# Stored rows start

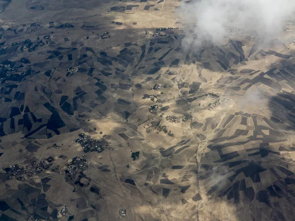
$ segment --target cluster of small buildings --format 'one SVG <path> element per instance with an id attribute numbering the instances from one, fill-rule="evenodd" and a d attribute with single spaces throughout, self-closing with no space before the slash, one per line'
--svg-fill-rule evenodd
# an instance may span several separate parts
<path id="1" fill-rule="evenodd" d="M 25 180 L 26 178 L 31 177 L 40 173 L 43 169 L 48 170 L 52 166 L 53 161 L 53 157 L 50 156 L 38 163 L 33 161 L 31 163 L 30 168 L 28 165 L 20 166 L 15 164 L 11 167 L 5 168 L 4 170 L 7 174 L 9 174 L 8 179 L 15 177 L 18 180 Z"/>
<path id="2" fill-rule="evenodd" d="M 104 138 L 93 139 L 84 133 L 80 134 L 79 136 L 80 138 L 77 139 L 76 142 L 81 144 L 85 152 L 96 151 L 101 153 L 109 145 L 108 142 Z"/>
<path id="3" fill-rule="evenodd" d="M 101 37 L 102 39 L 105 39 L 106 38 L 109 38 L 111 37 L 111 36 L 109 34 L 109 32 L 106 31 L 104 32 L 102 35 L 101 35 L 100 37 Z"/>
<path id="4" fill-rule="evenodd" d="M 176 123 L 177 121 L 177 119 L 176 116 L 172 115 L 171 116 L 168 115 L 166 117 L 166 120 L 171 122 L 171 123 Z"/>

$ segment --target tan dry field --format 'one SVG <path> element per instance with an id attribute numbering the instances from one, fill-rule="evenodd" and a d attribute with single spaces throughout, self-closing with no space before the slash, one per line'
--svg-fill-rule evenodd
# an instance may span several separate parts
<path id="1" fill-rule="evenodd" d="M 294 220 L 292 22 L 187 51 L 178 1 L 1 3 L 0 220 Z"/>

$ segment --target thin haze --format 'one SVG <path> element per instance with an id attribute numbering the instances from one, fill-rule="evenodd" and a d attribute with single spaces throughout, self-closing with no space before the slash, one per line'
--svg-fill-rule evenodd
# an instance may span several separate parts
<path id="1" fill-rule="evenodd" d="M 284 21 L 294 18 L 295 0 L 197 0 L 182 3 L 180 10 L 186 24 L 185 46 L 204 40 L 221 45 L 231 33 L 229 27 L 254 31 L 265 39 L 275 37 Z"/>

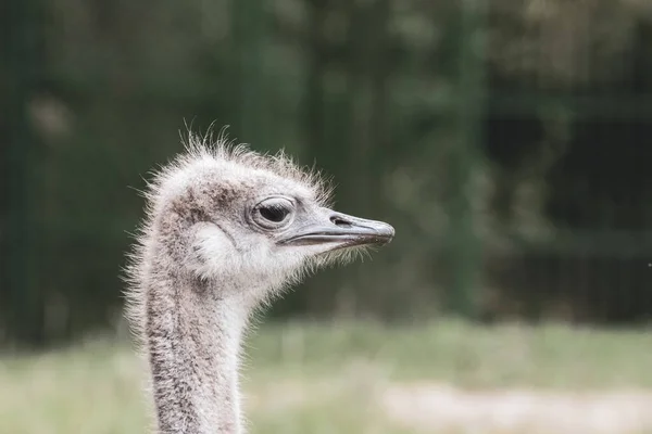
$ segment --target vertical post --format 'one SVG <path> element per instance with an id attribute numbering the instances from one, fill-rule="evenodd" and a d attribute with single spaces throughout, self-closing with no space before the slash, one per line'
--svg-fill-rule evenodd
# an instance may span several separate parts
<path id="1" fill-rule="evenodd" d="M 28 117 L 28 103 L 42 71 L 39 0 L 9 2 L 7 39 L 2 43 L 9 75 L 7 99 L 7 189 L 9 202 L 7 328 L 10 340 L 24 346 L 43 344 L 43 301 L 38 289 L 35 215 L 36 137 Z"/>
<path id="2" fill-rule="evenodd" d="M 474 230 L 473 175 L 478 163 L 485 92 L 482 24 L 485 0 L 461 2 L 461 44 L 457 93 L 459 143 L 452 155 L 451 260 L 452 309 L 466 318 L 477 315 L 480 245 Z"/>
<path id="3" fill-rule="evenodd" d="M 267 149 L 265 115 L 265 2 L 233 0 L 234 61 L 237 62 L 236 132 L 253 148 Z"/>

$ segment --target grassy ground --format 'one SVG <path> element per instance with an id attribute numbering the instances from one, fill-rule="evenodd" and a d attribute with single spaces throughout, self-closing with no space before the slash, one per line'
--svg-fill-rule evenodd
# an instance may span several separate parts
<path id="1" fill-rule="evenodd" d="M 253 434 L 432 432 L 408 429 L 378 405 L 376 397 L 397 384 L 652 391 L 652 340 L 643 331 L 264 324 L 247 346 L 242 385 Z M 128 345 L 111 340 L 4 357 L 0 433 L 147 432 L 141 378 Z"/>

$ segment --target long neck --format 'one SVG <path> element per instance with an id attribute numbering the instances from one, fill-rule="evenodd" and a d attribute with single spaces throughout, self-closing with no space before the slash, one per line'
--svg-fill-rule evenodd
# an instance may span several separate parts
<path id="1" fill-rule="evenodd" d="M 160 434 L 240 434 L 238 353 L 246 312 L 205 284 L 150 285 L 146 332 Z"/>

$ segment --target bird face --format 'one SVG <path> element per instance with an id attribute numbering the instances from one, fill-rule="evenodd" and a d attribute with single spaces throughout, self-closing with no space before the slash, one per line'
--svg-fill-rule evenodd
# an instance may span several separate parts
<path id="1" fill-rule="evenodd" d="M 335 212 L 317 200 L 310 187 L 259 173 L 228 181 L 223 175 L 202 188 L 222 201 L 196 195 L 211 207 L 204 213 L 206 218 L 198 222 L 192 240 L 193 263 L 201 275 L 240 277 L 258 286 L 279 286 L 306 268 L 327 265 L 393 238 L 390 225 Z"/>

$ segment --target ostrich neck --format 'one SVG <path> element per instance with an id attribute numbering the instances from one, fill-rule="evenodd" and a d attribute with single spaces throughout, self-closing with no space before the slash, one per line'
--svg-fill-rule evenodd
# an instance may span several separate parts
<path id="1" fill-rule="evenodd" d="M 148 356 L 160 434 L 240 434 L 238 353 L 247 312 L 208 284 L 150 286 Z"/>

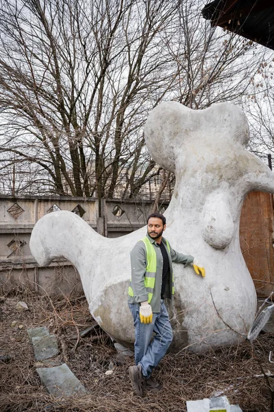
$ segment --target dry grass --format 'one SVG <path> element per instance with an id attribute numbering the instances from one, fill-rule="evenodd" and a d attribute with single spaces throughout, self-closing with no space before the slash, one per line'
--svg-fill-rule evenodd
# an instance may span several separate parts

# Stored rows end

What to work on | Rewrite the lines above as a JSON list of strings, one string per line, skipping blank lines. Leave the pictures out.

Answer to this exercise |
[
  "$ segment --target cluster of small buildings --format 'one SVG <path> element per instance with an id attribute numbering the instances from one, fill-rule=\"evenodd\" and a d attribute with single spaces throughout, self-closing with no space before the slash, one per line'",
  "--svg-fill-rule evenodd",
  "# an instance may span several separate parts",
  "<path id=\"1\" fill-rule=\"evenodd\" d=\"M 25 180 L 26 178 L 31 177 L 40 173 L 43 169 L 48 170 L 52 166 L 53 161 L 53 157 L 50 156 L 38 163 L 33 161 L 31 163 L 30 168 L 28 165 L 20 166 L 15 164 L 11 167 L 5 168 L 4 170 L 7 174 L 9 174 L 8 179 L 15 177 L 18 180 Z\"/>",
  "<path id=\"2\" fill-rule=\"evenodd\" d=\"M 104 138 L 93 139 L 84 133 L 80 134 L 79 136 L 80 138 L 77 139 L 76 142 L 81 144 L 85 152 L 96 151 L 101 153 L 109 145 L 108 142 Z\"/>",
  "<path id=\"3\" fill-rule=\"evenodd\" d=\"M 101 37 L 102 39 L 105 39 L 106 38 L 109 38 L 111 37 L 111 36 L 109 34 L 109 32 L 106 31 L 104 32 L 102 35 L 101 35 L 100 37 Z\"/>",
  "<path id=\"4\" fill-rule=\"evenodd\" d=\"M 176 123 L 177 121 L 177 119 L 176 116 L 172 115 L 171 116 L 168 115 L 166 117 L 166 120 L 171 122 L 171 123 Z\"/>",
  "$ segment --target tan dry field --format 'one SVG <path> element per instance with an id attribute numbering the instances from one, fill-rule=\"evenodd\" and a d attribute with single spaces throughout, self-closing with no space before the slash, one per line'",
  "--svg-fill-rule evenodd",
  "# an instance may span several separate parts",
  "<path id=\"1\" fill-rule=\"evenodd\" d=\"M 294 220 L 292 22 L 187 51 L 178 1 L 1 3 L 0 220 Z\"/>",
  "$ segment --target thin haze --format 'one SVG <path> element per instance with an id attribute numbering the instances from one, fill-rule=\"evenodd\" and a d attribute with single spaces throughout, self-closing with no space before the slash, one per line'",
  "--svg-fill-rule evenodd",
  "# an instance may span several separate parts",
  "<path id=\"1\" fill-rule=\"evenodd\" d=\"M 284 21 L 294 18 L 295 0 L 197 0 L 182 3 L 180 10 L 186 24 L 185 46 L 204 40 L 221 45 L 231 33 L 229 27 L 254 31 L 265 39 L 275 37 Z\"/>",
  "$ segment --target vertical post --format 'one SVG <path> element per instance with an id attribute numbering the instances from one, fill-rule=\"evenodd\" and a d attribute with single spaces throughout, self-closing with no space before the slash, one per line'",
  "--svg-fill-rule evenodd",
  "# an instance may span several separate parts",
  "<path id=\"1\" fill-rule=\"evenodd\" d=\"M 28 117 L 28 103 L 42 71 L 39 0 L 9 2 L 7 39 L 2 43 L 9 75 L 7 99 L 7 189 L 9 202 L 7 328 L 10 340 L 24 346 L 43 344 L 43 301 L 38 289 L 35 215 L 36 137 Z\"/>",
  "<path id=\"2\" fill-rule=\"evenodd\" d=\"M 474 230 L 473 175 L 478 163 L 485 92 L 482 24 L 485 0 L 461 2 L 461 44 L 457 93 L 459 143 L 452 155 L 451 260 L 452 309 L 466 318 L 477 315 L 480 245 Z\"/>",
  "<path id=\"3\" fill-rule=\"evenodd\" d=\"M 267 149 L 265 115 L 265 2 L 233 0 L 234 61 L 237 62 L 236 132 L 253 148 Z\"/>",
  "$ segment --target grassy ground --format 'one SVG <path> element per instance with an id attribute numbering the instances from one, fill-rule=\"evenodd\" and a d attribute with single spaces throughout, self-closing with no space before the slash, one per line'",
  "--svg-fill-rule evenodd",
  "# an instance may span several separate parts",
  "<path id=\"1\" fill-rule=\"evenodd\" d=\"M 253 434 L 432 432 L 408 429 L 378 405 L 376 397 L 397 384 L 652 391 L 652 340 L 643 331 L 264 324 L 247 346 L 242 385 Z M 128 345 L 111 340 L 4 357 L 0 433 L 147 432 L 141 378 Z\"/>",
  "$ segment --target long neck --format 'one SVG <path> element per instance with an id attribute numbering the instances from one, fill-rule=\"evenodd\" and a d attribute with single spaces throughout, self-closing with no space before the slash, one per line'",
  "--svg-fill-rule evenodd",
  "# an instance may span several separate parts",
  "<path id=\"1\" fill-rule=\"evenodd\" d=\"M 160 434 L 240 434 L 238 353 L 246 312 L 205 284 L 150 285 L 146 332 Z\"/>",
  "$ segment --target bird face --format 'one SVG <path> element per instance with an id attribute numbering the instances from one, fill-rule=\"evenodd\" and a d attribute with single spaces throughout, self-closing with no space before the slash, one per line'",
  "--svg-fill-rule evenodd",
  "# an instance may span several separate parts",
  "<path id=\"1\" fill-rule=\"evenodd\" d=\"M 335 212 L 317 200 L 310 187 L 259 173 L 228 181 L 223 175 L 202 188 L 222 201 L 196 195 L 211 207 L 204 213 L 206 218 L 198 222 L 192 240 L 193 263 L 201 275 L 240 277 L 258 286 L 279 286 L 306 268 L 327 265 L 393 238 L 390 225 Z\"/>",
  "$ segment --target ostrich neck --format 'one SVG <path> element per instance with an id attribute numbering the instances from one, fill-rule=\"evenodd\" and a d attribute with single spaces throughout, self-closing with no space before the slash, one per line'",
  "--svg-fill-rule evenodd",
  "# an instance may span several separate parts",
  "<path id=\"1\" fill-rule=\"evenodd\" d=\"M 148 356 L 160 434 L 240 434 L 238 353 L 247 312 L 208 284 L 150 286 Z\"/>",
  "$ segment --target dry grass --format 'one SVG <path> element per instance with an id attribute numbering the instances from one, fill-rule=\"evenodd\" and a d attribute with single spaces throughout, self-closing with no space before the slash, one per line'",
  "--svg-fill-rule evenodd",
  "# an instance may span several separate parts"
]